[Dataset excerpts]
= = = =

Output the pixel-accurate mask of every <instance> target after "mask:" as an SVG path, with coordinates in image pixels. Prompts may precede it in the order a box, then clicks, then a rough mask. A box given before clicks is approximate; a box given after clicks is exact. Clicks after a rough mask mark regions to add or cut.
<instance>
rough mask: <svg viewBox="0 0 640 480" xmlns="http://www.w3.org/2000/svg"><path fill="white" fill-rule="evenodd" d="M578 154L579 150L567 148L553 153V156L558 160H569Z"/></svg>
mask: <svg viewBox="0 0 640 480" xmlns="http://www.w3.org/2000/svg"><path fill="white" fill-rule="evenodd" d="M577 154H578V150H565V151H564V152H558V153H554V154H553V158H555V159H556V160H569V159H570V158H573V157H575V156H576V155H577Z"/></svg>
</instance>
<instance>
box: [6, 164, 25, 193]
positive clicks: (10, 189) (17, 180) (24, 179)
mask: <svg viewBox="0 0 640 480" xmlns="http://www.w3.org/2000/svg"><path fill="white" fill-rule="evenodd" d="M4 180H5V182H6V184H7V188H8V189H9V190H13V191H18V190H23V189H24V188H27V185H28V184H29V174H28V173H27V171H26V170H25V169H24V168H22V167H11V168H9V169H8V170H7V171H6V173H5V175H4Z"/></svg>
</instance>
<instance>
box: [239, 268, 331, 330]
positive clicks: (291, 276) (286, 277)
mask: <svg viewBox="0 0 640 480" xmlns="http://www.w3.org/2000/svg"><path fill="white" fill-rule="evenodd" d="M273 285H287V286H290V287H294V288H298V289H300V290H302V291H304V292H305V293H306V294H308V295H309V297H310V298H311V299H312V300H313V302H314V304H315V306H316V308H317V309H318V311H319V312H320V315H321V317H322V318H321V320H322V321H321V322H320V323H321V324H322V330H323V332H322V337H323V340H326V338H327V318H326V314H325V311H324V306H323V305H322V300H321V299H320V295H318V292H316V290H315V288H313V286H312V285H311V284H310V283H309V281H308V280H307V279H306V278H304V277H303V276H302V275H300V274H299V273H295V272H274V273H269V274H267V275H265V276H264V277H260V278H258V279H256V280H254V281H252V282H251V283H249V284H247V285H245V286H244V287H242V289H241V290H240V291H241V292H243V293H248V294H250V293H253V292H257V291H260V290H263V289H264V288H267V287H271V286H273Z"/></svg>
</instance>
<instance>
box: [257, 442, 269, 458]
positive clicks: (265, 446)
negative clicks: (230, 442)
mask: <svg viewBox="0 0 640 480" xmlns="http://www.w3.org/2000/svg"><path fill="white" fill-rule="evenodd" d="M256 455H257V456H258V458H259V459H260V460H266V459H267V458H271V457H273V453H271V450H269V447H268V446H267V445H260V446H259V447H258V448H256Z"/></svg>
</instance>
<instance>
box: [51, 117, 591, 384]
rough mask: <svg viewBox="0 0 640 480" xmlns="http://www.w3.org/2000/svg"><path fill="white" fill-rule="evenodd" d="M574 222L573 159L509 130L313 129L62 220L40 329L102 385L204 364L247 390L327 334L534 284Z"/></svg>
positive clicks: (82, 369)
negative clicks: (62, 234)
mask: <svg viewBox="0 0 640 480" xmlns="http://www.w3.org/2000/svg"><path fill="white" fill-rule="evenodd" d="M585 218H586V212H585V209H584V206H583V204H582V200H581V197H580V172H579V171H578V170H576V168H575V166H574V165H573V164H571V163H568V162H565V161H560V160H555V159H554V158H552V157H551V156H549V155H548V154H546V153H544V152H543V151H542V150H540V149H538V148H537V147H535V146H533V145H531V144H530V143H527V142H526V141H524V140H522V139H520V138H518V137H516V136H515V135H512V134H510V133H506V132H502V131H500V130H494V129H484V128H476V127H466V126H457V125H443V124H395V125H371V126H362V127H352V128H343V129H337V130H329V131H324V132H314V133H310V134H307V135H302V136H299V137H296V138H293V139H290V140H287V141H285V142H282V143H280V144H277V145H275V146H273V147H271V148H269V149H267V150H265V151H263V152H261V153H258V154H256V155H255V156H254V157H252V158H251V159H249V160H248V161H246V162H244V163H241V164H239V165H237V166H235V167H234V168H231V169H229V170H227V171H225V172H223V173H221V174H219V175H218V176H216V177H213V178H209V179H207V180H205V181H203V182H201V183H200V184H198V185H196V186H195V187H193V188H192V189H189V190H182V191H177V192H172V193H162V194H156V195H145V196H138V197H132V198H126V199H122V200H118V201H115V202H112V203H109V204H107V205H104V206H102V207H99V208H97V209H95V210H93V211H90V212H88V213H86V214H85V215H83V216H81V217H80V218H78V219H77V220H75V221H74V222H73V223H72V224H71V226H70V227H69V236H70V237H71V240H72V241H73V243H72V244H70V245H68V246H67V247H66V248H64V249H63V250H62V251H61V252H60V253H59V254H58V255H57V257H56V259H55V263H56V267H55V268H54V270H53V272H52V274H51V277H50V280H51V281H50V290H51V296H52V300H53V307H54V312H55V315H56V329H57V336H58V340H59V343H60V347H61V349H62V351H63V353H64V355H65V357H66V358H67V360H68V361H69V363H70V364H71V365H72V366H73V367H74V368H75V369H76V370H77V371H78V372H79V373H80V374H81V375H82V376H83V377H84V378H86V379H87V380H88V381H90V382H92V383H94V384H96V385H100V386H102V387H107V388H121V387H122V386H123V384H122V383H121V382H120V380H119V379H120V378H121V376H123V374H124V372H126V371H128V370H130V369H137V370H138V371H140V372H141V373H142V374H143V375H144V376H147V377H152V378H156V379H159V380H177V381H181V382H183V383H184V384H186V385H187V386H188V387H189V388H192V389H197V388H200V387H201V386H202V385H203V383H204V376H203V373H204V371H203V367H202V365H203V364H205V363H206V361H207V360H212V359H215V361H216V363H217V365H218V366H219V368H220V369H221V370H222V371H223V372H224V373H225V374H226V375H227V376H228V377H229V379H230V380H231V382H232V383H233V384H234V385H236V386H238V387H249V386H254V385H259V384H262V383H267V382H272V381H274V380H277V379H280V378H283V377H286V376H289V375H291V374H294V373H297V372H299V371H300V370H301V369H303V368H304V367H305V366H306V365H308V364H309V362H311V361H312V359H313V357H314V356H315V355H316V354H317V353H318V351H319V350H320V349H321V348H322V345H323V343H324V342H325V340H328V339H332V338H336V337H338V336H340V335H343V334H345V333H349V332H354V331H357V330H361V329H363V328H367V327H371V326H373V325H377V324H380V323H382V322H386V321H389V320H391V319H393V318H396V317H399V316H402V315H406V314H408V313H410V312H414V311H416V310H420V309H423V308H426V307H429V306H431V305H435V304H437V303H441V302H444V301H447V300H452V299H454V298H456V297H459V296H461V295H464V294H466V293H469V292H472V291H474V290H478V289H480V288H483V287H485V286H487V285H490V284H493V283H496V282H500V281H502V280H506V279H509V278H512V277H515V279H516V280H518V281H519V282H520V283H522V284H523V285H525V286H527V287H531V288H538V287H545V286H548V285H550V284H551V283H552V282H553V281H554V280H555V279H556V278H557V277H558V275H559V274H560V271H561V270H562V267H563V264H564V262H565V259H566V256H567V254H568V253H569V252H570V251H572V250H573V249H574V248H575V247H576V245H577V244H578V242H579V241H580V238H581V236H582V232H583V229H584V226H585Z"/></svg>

= = = =

** What the exercise asks **
Starting at the first line of the records, print each line exactly, stopping after the line that contains "box: [239, 268, 331, 330]".

** Task output **
Output the pixel-accurate mask of every <instance> target after "mask:" as an SVG path, with coordinates in image pixels. Prompts may precede it in the order a box, then clicks, then a rough mask. A box given before clicks is approximate; a box given after clicks is exact. Clicks after a rough mask mark regions to add or cut.
<instance>
rough mask: <svg viewBox="0 0 640 480" xmlns="http://www.w3.org/2000/svg"><path fill="white" fill-rule="evenodd" d="M578 154L579 150L567 148L553 153V156L558 160H569Z"/></svg>
mask: <svg viewBox="0 0 640 480" xmlns="http://www.w3.org/2000/svg"><path fill="white" fill-rule="evenodd" d="M577 154H578V150H565V151H564V152H558V153H554V154H553V158H555V159H556V160H569V159H570V158H573V157H575V156H576V155H577Z"/></svg>
</instance>
<instance>
box: [6, 164, 25, 193]
positive clicks: (10, 189) (17, 180) (24, 179)
mask: <svg viewBox="0 0 640 480" xmlns="http://www.w3.org/2000/svg"><path fill="white" fill-rule="evenodd" d="M4 180H5V182H6V184H7V188H8V189H9V190H13V191H18V190H23V189H24V188H27V185H28V184H29V174H28V173H27V171H26V170H25V169H24V168H22V167H11V168H9V169H8V170H7V171H6V173H5V175H4Z"/></svg>
</instance>
<instance>
box: [239, 268, 331, 330]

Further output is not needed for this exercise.